[Problem requirements]
Retype the whole listing below, character for character.

──────── Material for this task

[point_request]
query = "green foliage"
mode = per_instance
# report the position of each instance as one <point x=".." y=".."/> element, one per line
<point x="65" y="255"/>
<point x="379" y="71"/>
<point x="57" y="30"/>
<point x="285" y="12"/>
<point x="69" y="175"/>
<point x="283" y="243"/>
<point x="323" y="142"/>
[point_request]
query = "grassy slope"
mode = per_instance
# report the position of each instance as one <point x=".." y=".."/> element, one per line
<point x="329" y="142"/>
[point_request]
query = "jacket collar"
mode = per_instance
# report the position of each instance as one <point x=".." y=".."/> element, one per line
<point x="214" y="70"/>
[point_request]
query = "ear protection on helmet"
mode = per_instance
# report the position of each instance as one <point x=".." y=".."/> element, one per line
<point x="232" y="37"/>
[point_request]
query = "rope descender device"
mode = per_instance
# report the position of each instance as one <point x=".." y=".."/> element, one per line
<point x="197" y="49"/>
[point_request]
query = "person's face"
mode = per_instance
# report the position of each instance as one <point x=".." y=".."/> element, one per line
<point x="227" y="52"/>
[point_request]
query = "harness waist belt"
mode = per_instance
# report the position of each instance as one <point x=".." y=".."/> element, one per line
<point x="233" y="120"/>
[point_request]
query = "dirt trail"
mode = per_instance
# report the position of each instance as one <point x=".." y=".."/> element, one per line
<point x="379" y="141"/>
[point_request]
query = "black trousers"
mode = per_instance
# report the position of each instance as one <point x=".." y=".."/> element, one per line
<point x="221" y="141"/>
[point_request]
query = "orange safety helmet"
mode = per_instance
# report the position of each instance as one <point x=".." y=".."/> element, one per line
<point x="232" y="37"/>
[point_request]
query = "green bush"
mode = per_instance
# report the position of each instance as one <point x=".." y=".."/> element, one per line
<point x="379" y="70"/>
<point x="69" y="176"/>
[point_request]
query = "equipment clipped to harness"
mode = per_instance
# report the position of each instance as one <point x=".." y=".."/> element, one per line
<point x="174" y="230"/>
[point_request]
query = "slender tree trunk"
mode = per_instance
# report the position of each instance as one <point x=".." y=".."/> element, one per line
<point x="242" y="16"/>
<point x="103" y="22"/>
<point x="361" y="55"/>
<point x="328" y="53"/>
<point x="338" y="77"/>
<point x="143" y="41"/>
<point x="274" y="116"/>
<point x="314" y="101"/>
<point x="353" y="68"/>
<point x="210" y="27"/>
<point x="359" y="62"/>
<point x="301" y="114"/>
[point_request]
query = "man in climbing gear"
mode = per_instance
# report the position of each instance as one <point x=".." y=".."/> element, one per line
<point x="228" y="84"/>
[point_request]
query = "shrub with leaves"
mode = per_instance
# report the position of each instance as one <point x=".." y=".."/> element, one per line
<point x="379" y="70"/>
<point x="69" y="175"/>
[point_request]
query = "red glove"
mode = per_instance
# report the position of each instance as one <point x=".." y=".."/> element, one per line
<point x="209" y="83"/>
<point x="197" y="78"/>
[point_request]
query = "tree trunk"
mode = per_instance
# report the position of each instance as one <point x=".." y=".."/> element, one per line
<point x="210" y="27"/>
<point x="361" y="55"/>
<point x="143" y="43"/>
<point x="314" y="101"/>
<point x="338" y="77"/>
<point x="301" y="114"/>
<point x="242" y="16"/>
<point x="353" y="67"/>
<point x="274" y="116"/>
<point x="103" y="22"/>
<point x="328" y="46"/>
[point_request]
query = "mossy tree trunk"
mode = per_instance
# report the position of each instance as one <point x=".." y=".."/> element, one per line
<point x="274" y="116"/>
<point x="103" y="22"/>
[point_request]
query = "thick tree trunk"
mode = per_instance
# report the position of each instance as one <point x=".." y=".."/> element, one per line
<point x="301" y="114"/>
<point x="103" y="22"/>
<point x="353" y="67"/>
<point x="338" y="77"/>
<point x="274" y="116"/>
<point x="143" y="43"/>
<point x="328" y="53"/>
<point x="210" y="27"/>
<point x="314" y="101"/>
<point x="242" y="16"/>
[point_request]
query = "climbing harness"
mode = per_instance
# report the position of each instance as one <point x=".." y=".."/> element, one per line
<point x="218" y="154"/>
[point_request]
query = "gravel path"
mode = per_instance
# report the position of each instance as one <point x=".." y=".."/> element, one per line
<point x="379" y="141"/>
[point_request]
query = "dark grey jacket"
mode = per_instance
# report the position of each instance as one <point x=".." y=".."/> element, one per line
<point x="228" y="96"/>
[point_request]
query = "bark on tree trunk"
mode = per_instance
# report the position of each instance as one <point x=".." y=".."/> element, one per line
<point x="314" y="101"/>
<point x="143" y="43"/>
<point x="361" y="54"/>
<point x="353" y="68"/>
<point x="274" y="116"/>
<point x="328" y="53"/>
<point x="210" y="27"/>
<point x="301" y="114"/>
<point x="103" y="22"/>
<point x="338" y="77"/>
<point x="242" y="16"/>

────────────────

[Exercise output]
[point_request]
query = "green foliage"
mode = per_instance
# report the position of each instance as one <point x=".." y=".."/> element, one per line
<point x="65" y="255"/>
<point x="379" y="71"/>
<point x="57" y="30"/>
<point x="285" y="12"/>
<point x="69" y="175"/>
<point x="283" y="243"/>
<point x="323" y="142"/>
[point_request]
query = "grassy slope"
mode = per_instance
# report the position of each instance as one <point x=".." y=".."/> element, one per line
<point x="329" y="142"/>
[point_request]
query = "jacket collar"
mode = per_instance
# report the position of each instance as one <point x=".." y=".."/> element, one per line
<point x="214" y="70"/>
[point_request]
query = "ear protection on helmet"
mode = per_instance
# report the position of each instance as one <point x=".." y=".."/> element, one per line
<point x="232" y="37"/>
[point_request]
query = "rope descender device"
mode = per_instance
# report the position of each instance as one <point x=".." y=".."/> element, one per line
<point x="197" y="49"/>
[point_request]
query = "person's face"
mode = per_instance
# report the position of each instance as one <point x=".." y=".."/> element, one per line
<point x="227" y="52"/>
[point_request]
query = "harness waist belt"
mode = per_instance
# report the position of each instance as one <point x=".." y=".."/> element, one per line
<point x="233" y="120"/>
[point_request]
query = "dirt trail"
mode = per_instance
# report the position of each instance as one <point x=".." y=".."/> element, one per line
<point x="379" y="141"/>
[point_request]
query = "black trousers"
mode = per_instance
# report the position of each instance as one <point x=".." y=".."/> element, one per line
<point x="221" y="141"/>
[point_request]
query = "orange safety helmet"
mode = per_instance
# report the position of each instance as one <point x=".." y=".."/> element, one per line
<point x="232" y="37"/>
[point_request]
query = "green bush"
mode = per_instance
# report the position of each instance as one <point x=".." y=".."/> element, one per line
<point x="379" y="70"/>
<point x="69" y="176"/>
[point_request]
query = "equipment clipped to harness"
mode = per_instance
# report the position of each instance as one <point x=".." y=".."/> element, one per line
<point x="174" y="230"/>
[point_request]
query = "slender tree trunk"
mode = per_instance
# report the position of each instance as one <point x=".." y=".."/> element, one per line
<point x="242" y="16"/>
<point x="103" y="22"/>
<point x="361" y="55"/>
<point x="328" y="53"/>
<point x="338" y="77"/>
<point x="143" y="41"/>
<point x="274" y="116"/>
<point x="314" y="101"/>
<point x="353" y="68"/>
<point x="210" y="27"/>
<point x="359" y="62"/>
<point x="301" y="114"/>
[point_request]
query = "man in climbing gear"
mode = per_instance
# report the position of each instance as one <point x=".." y=".."/> element, one per line
<point x="228" y="84"/>
[point_request]
query = "shrub with leaves"
mode = per_instance
# report the position of each instance as one <point x=".." y=".."/> element, one per line
<point x="379" y="70"/>
<point x="69" y="175"/>
[point_request]
query = "red glove"
mode = per_instance
# report the position of each instance as one <point x=".." y=".."/> element, one per line
<point x="209" y="83"/>
<point x="197" y="78"/>
[point_request]
query = "tree trunk"
mode = per_instance
# report the position of each instance as one <point x=".." y=".."/> element, one per line
<point x="210" y="27"/>
<point x="361" y="55"/>
<point x="143" y="43"/>
<point x="314" y="101"/>
<point x="338" y="77"/>
<point x="301" y="114"/>
<point x="242" y="16"/>
<point x="353" y="67"/>
<point x="274" y="116"/>
<point x="103" y="22"/>
<point x="328" y="46"/>
[point_request]
query = "mossy tree trunk"
mode = per_instance
# report the position of each instance as one <point x=".." y=".."/> element, one per line
<point x="274" y="116"/>
<point x="103" y="22"/>
[point_request]
query = "thick tree trunk"
mode = per_instance
# report the position of each instance as one <point x=".." y=".."/> element, one per line
<point x="301" y="114"/>
<point x="103" y="22"/>
<point x="353" y="67"/>
<point x="338" y="77"/>
<point x="274" y="116"/>
<point x="143" y="43"/>
<point x="328" y="53"/>
<point x="210" y="27"/>
<point x="314" y="101"/>
<point x="242" y="16"/>
[point_request]
query = "climbing harness"
mode = per_instance
# report the position of each instance as one <point x=".." y=".."/> element, one per line
<point x="218" y="154"/>
[point_request]
query = "gravel path"
mode = per_instance
# report the position of each instance as one <point x=".." y=".."/> element, one per line
<point x="379" y="141"/>
[point_request]
query = "dark grey jacket"
mode = per_instance
# report the position of each instance as one <point x=".." y=".."/> element, one per line
<point x="228" y="96"/>
[point_request]
query = "bark on tree trunk"
mode = per_instance
# report the position of each instance as one <point x=".." y=".."/> element, one per line
<point x="314" y="101"/>
<point x="143" y="43"/>
<point x="361" y="54"/>
<point x="353" y="68"/>
<point x="274" y="116"/>
<point x="328" y="53"/>
<point x="210" y="27"/>
<point x="301" y="114"/>
<point x="103" y="22"/>
<point x="338" y="77"/>
<point x="242" y="16"/>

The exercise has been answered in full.